(Reading text)
# Sampling

In [None]:
import pandas as pd 
import numpy as np
import seaborn as sns

## Population vs Sample

The **population** is the complete dataset. It doesnt have to refer to people. Typically we dont know what the whole population is.

The **sample** is the subset of data you calculate on.

In [None]:
# The following dataset corresponds to a set of professional evaluations of coffees
coffee = pd.read_feather('../data/coffee_ratings_full.feather')

In [None]:
coffee.head()

In [None]:
coffee.shape

In [None]:
coffee.dtypes

In [None]:
coffee['variety'] = coffee.variety.astype('category')

The 1338 observations of the coffee dataset correspond to a sample, and not to the population of the kinds of existing coffee varieties. Yet, in our particular context lets consider this dataset as our population.

We can take a sample of this *population* using the *.sample()* method.

In [None]:
coffee_samp = coffee.sample(n=10)
coffee_samp

## Population parameters and point estimates

A **population parameter** is a calculation made on the population dataset.

(Extracted entries)

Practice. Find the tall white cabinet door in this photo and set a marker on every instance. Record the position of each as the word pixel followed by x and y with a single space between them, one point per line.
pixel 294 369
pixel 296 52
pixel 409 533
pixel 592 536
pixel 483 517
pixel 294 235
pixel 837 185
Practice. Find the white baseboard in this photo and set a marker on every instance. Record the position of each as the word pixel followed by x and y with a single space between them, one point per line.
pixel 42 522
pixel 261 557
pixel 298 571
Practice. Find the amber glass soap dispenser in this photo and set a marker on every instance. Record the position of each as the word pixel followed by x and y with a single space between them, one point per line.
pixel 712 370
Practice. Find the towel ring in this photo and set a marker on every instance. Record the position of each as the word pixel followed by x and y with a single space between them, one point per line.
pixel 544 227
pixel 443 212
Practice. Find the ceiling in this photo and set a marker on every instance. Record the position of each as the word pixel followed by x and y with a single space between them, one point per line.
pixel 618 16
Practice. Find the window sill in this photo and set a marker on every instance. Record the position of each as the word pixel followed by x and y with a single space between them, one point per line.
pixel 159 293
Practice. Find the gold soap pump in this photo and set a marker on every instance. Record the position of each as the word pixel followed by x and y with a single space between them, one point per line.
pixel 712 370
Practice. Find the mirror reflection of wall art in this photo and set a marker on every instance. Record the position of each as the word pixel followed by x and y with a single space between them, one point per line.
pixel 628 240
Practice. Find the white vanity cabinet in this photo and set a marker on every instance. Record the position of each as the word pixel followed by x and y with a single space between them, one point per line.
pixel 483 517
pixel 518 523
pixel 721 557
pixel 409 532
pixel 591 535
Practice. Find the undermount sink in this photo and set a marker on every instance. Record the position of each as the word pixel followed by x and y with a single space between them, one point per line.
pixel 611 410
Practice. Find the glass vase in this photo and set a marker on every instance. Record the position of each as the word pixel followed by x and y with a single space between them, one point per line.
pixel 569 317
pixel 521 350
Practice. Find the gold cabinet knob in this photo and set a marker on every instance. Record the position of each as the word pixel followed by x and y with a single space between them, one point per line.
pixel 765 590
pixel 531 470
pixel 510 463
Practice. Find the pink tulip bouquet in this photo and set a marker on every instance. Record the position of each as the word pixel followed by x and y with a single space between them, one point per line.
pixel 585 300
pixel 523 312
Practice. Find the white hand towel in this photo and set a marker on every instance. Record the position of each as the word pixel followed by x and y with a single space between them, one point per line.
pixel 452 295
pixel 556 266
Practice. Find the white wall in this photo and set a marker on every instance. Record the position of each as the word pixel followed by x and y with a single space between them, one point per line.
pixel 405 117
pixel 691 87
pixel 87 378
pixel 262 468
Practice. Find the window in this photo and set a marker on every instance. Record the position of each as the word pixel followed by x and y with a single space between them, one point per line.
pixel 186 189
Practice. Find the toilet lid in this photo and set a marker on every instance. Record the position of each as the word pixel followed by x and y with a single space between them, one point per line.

--

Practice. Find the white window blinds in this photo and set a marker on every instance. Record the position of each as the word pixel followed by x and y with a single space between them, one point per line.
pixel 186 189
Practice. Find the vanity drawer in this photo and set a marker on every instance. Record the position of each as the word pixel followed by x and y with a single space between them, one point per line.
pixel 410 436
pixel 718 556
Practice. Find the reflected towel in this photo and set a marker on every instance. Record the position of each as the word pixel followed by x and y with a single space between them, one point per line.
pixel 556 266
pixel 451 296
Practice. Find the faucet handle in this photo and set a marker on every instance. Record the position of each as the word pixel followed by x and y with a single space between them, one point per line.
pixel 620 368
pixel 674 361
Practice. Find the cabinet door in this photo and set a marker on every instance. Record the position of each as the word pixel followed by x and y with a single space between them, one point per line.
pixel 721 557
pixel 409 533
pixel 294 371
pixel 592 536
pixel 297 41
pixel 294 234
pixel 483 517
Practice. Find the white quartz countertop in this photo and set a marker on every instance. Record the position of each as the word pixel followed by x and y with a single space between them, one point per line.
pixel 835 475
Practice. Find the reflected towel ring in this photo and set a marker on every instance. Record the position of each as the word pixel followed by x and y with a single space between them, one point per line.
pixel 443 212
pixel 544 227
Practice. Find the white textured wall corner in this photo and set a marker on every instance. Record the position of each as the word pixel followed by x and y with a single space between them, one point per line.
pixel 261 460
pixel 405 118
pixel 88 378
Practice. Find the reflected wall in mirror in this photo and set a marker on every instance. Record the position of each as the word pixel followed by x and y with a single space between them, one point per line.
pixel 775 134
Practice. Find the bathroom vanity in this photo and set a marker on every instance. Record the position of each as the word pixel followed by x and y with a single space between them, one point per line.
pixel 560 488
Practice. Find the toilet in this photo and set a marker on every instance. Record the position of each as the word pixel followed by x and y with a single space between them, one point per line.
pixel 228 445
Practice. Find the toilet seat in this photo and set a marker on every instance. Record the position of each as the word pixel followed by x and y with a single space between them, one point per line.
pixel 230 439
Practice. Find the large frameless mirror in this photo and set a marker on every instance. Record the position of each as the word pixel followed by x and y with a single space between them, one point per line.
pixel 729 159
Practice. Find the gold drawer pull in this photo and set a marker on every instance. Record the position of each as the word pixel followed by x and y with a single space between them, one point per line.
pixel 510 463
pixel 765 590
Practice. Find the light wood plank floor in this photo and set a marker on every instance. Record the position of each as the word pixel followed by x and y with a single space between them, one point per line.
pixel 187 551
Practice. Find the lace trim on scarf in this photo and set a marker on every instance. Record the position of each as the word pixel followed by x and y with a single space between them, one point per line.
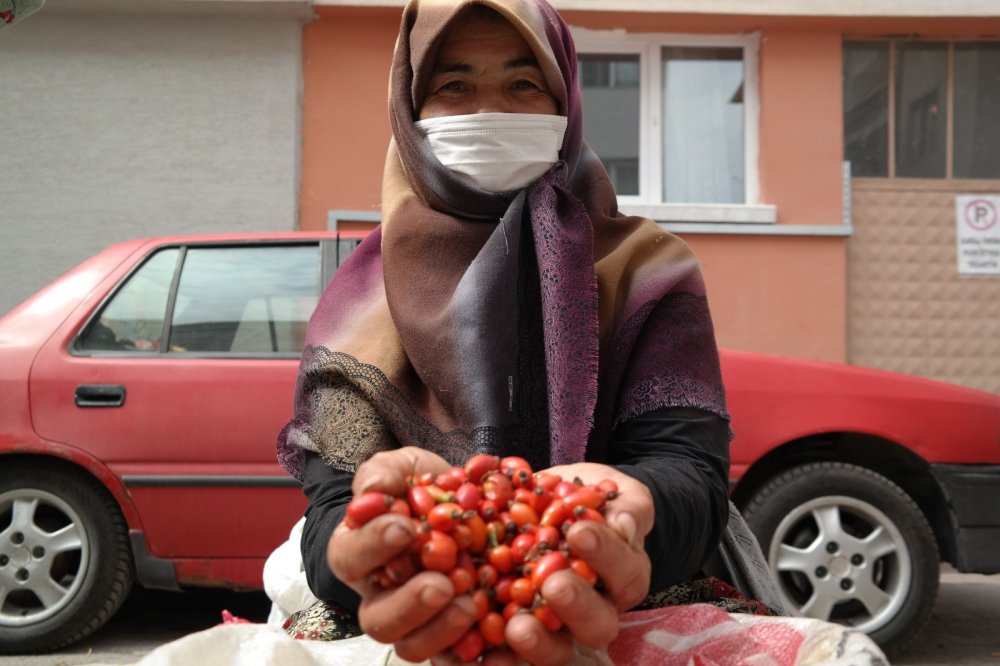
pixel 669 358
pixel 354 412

(Written instruction)
Please repeat word for word the part of the sampling text that opens with the words containing "The 1338 observations" and closes with "the *.sample()* method.". The entries have nothing to do with what comes next.

(Exercise solution)
The 1338 observations of the coffee dataset correspond to a sample, and not to the population of the kinds of existing coffee varieties. Yet, in our particular context lets consider this dataset as our population.

We can take a sample of this *population* using the *.sample()* method.